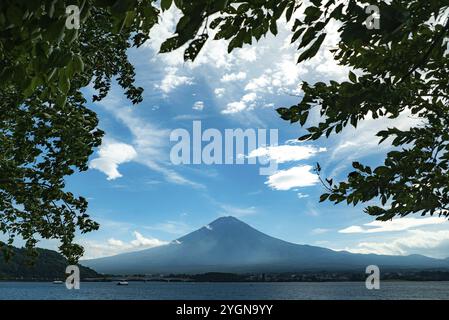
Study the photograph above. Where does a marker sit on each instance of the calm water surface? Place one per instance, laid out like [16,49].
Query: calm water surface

* * *

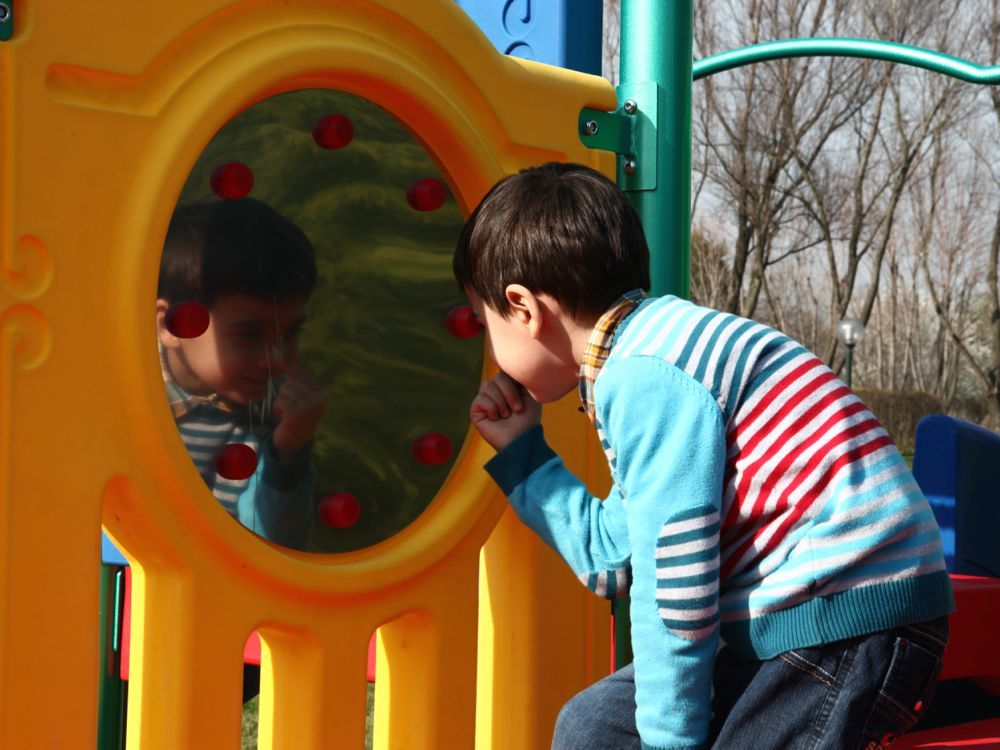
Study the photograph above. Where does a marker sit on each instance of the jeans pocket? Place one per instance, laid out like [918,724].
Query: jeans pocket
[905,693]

= AIM =
Output the rows that begin with the line containing "out like [16,49]." and end with the line containing "Query: calm water surface", copied exactly.

= TASK RESPONSE =
Study the photograph above. Where does a marker sit on each instance of the calm water surface? Place one per instance, laid out like [16,49].
Query: calm water surface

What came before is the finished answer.